Go through the entries and write each one out again unchanged.
-- Opening Marker --
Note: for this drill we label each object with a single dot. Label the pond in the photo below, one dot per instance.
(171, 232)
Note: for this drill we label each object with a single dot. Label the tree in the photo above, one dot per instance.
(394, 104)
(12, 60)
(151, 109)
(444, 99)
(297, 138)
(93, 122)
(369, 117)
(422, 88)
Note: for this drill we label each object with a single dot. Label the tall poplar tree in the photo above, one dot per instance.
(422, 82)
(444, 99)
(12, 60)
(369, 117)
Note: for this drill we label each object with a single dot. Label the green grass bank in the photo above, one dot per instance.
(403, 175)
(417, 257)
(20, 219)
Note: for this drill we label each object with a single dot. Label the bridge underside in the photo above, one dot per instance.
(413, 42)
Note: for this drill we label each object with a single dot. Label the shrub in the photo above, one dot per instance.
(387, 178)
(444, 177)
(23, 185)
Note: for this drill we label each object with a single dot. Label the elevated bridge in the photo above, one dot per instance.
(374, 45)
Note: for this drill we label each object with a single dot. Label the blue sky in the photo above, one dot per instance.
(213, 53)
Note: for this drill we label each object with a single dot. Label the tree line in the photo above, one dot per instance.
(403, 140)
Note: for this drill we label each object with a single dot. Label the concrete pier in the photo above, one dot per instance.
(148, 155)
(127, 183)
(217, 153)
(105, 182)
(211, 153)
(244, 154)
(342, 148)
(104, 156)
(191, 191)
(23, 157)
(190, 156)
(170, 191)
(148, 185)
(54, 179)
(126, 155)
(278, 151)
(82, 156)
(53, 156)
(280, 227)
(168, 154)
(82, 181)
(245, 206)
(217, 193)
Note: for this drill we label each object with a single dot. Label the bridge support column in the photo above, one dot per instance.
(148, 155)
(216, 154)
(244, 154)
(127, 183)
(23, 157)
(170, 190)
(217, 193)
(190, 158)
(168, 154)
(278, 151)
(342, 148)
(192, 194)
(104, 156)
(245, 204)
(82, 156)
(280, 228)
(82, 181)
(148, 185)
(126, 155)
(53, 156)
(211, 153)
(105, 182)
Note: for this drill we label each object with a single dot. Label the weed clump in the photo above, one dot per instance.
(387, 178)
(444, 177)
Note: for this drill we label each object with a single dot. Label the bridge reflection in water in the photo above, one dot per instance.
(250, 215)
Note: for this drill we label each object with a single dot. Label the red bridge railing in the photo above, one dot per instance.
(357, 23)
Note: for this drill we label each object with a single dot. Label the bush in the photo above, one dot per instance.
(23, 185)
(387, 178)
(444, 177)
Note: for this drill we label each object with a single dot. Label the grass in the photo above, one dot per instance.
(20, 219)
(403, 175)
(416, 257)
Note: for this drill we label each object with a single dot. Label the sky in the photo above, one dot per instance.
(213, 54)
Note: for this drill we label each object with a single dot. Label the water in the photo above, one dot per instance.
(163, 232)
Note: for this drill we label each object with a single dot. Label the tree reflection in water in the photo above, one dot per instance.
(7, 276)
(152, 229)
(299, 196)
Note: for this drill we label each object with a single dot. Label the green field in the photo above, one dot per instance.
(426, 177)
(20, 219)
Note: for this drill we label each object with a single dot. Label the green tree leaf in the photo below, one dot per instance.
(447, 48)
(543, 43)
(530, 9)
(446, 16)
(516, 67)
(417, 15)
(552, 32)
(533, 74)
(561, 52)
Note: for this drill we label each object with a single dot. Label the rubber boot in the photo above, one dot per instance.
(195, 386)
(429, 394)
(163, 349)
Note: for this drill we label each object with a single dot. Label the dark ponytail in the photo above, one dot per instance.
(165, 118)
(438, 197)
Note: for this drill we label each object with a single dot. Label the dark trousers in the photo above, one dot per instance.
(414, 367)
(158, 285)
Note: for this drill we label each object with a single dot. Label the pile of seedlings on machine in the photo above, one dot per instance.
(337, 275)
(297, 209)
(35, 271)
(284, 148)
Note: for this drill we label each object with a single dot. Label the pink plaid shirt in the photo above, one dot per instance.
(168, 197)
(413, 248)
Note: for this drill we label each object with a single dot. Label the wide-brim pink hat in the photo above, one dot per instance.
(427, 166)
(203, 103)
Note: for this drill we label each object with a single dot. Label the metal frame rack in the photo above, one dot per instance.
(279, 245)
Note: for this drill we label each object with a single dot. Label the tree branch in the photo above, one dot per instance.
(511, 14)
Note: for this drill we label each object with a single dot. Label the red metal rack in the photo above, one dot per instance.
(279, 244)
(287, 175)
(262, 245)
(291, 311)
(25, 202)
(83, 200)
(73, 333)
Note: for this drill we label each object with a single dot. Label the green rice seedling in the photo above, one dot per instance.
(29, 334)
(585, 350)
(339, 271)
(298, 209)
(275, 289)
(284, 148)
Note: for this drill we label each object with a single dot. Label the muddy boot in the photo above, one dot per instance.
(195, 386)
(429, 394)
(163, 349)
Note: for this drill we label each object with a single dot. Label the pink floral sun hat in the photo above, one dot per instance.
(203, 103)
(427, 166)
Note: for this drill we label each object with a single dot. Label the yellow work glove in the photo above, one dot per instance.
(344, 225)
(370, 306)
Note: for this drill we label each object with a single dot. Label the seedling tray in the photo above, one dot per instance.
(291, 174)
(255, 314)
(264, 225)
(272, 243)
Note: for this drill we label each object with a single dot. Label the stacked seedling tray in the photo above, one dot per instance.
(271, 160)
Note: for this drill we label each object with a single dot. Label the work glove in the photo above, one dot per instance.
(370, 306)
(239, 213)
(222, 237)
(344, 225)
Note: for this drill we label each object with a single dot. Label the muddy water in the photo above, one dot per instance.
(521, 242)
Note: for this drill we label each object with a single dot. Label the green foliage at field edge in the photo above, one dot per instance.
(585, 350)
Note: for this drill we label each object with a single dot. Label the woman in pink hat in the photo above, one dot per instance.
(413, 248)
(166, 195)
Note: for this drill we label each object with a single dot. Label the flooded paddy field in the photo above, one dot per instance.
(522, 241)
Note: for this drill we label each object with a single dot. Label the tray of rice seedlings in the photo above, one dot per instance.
-- Closing Marker --
**Result for this exercise**
Note: for this drill we label each object with a single dot. Label the pond in the photo below, one dot per instance.
(171, 232)
Note: for this drill we label each object with a single dot. Label the tree in the photo above, one dot per instance.
(394, 104)
(12, 60)
(151, 109)
(444, 99)
(297, 138)
(93, 122)
(369, 117)
(422, 88)
Note: for this drill we label each object with a single dot. Label the tall poplar tree in the photo above, one dot per instance.
(422, 82)
(444, 99)
(12, 60)
(369, 117)
Note: for this drill we label each object with a single dot. Label the green grass bank in the photo above, one dot per instance.
(403, 175)
(417, 257)
(20, 219)
Note: for this drill we label each object with a single dot. Label the bridge underside in the photo above, one dot per instance.
(413, 42)
Note: for this drill we label each object with a single dot. Label the shrub in the photo above, one dot per instance.
(387, 178)
(444, 177)
(23, 185)
Note: for this drill we label each object with a single dot. Label the elevated bridge in the photo above, one dot per instance.
(374, 45)
Note: for this drill we label each object with a single dot. Label the blue sky in the photo above, one dot per instance.
(213, 53)
Note: for this drill we label each object with a single dot. Label the tree line in the photo above, one dot per instance.
(403, 140)
Note: for this drill we label each object with a single dot. Label the concrete pier in the photo above, one dot per instance.
(148, 155)
(127, 183)
(217, 153)
(105, 182)
(211, 153)
(244, 154)
(342, 148)
(104, 156)
(191, 191)
(23, 157)
(190, 156)
(170, 191)
(148, 185)
(54, 179)
(126, 155)
(278, 151)
(82, 156)
(53, 156)
(280, 227)
(168, 154)
(82, 181)
(245, 206)
(217, 193)
Note: for this drill we label each object with a single dot. Label the bridge support column in the photo above, one dot per instance.
(148, 155)
(216, 154)
(244, 154)
(127, 183)
(23, 157)
(170, 190)
(217, 193)
(190, 158)
(168, 154)
(278, 151)
(342, 148)
(192, 194)
(104, 156)
(245, 204)
(82, 156)
(280, 228)
(82, 181)
(148, 185)
(126, 155)
(53, 156)
(211, 153)
(105, 182)
Note: for this drill we label each object with a single dot. Label the weed clump in the photo above, one dot per instance.
(387, 178)
(444, 177)
Note: for this drill we label each object with a single dot. Label the bridge reflection in water in the photo above, one dot per instance.
(250, 215)
Note: for this drill we label each object with a single dot. Label the red bridge railing in the photo above, one dot per instance.
(357, 23)
Note: for this drill we label each object with a single dot. Label the bush in the photo above, one dot per instance.
(23, 185)
(387, 178)
(444, 177)
Note: for this drill we label each object with a single dot. Label the grass in the photo above, one dot per instance.
(20, 219)
(403, 175)
(416, 257)
Note: for this drill we label each object with a single dot. Label the sky in the photo above, one dot per instance.
(213, 54)
Note: for this drill we label each object with a single dot. Label the water in the photo above, one dot per instance.
(163, 232)
Note: for this drill we label each object with a single dot. Label the tree reflection in water in the photo above, one dot per instance.
(7, 276)
(152, 229)
(299, 196)
Note: for this drill we label each object with a single dot. Label the green field in the photo above, one dot per instance.
(426, 177)
(20, 219)
Note: for this drill we label each object with a single dot. Label the green tree leaf in the photo below, one dot per instance.
(447, 48)
(543, 43)
(530, 9)
(446, 16)
(516, 67)
(417, 15)
(552, 32)
(533, 74)
(561, 52)
Note: for this drill we label each object with a single dot. Label the rubber boot in the photo above, one dot per instance.
(195, 386)
(429, 394)
(163, 349)
Note: for this drill we label each object with a single dot. Label the dark ponytail in the photo above, one dot per instance.
(165, 118)
(438, 197)
Note: for this drill we label each object with a single dot. Label the dark trousers in the photo above, one dot per instance.
(414, 367)
(158, 285)
Note: for this drill we label each object with a single dot. Label the pile of seedlings on machine in the photo above, one dot per instance.
(337, 275)
(297, 209)
(35, 271)
(284, 148)
Note: for this drill we label each object with a single dot. Label the pink plaid shirt in the photo above, one dot per instance.
(168, 197)
(413, 248)
Note: for this drill we label each object with a single dot. Label the wide-brim pink hat in the photo above, one dot per instance.
(427, 166)
(203, 103)
Note: for this drill we label each object with a single dot. Label the metal frame rack in the photo above, one dot per instance.
(279, 245)
Note: for this drill we label each object with a single dot. Label the tree branch in the photo above, one dot per instance.
(511, 14)
Note: for this drill we label each object with a single dot. Label the red metal rack in the photo above, one dot per instance.
(279, 244)
(287, 175)
(262, 245)
(291, 311)
(25, 202)
(83, 200)
(73, 333)
Note: for this drill we label each object with a single dot. Label the green rice seedling in the photo above, one dot per instance.
(29, 334)
(585, 350)
(339, 271)
(298, 209)
(275, 289)
(284, 148)
Note: for this drill we label each object with a single dot. Label the muddy boot in the photo above, one dot per instance.
(195, 386)
(429, 394)
(163, 349)
Note: for this drill we label each object with a single dot. Label the pink floral sun hat in the photo above, one dot per instance.
(203, 103)
(427, 166)
Note: for this drill we label each object with a single dot. Label the yellow work glove in the photo above, one dot per instance.
(344, 225)
(370, 306)
Note: for this drill we label each object with a single dot. Label the seedling tray in the photo above, one dot per instance.
(291, 174)
(255, 314)
(264, 225)
(272, 243)
Note: for this drill we label each object with a single dot. Label the stacked seedling tray in the photo above, one dot per instance.
(271, 160)
Note: for this drill we label each object with a single dot. Label the work glove in the photo above, one dot per instance.
(370, 306)
(239, 213)
(222, 237)
(344, 225)
Note: for this drill we label each object with a single dot. Label the muddy water in the photo above, one dot per instance.
(521, 242)
Note: for this drill we label each object with a single dot. Label the green foliage at field edge in the photo above, one dot per instance.
(585, 350)
Note: for this drill we label each object with a single dot. Label the woman in pink hat in the photo above, one dot per instance.
(413, 248)
(166, 195)
Note: for this drill we label each object with a single dot. Label the flooded paddy field in the photo above, one dot per instance.
(522, 241)
Note: for this drill we label each object with a single dot. Label the tray of rice seedlings in the photo above, one dot per instance.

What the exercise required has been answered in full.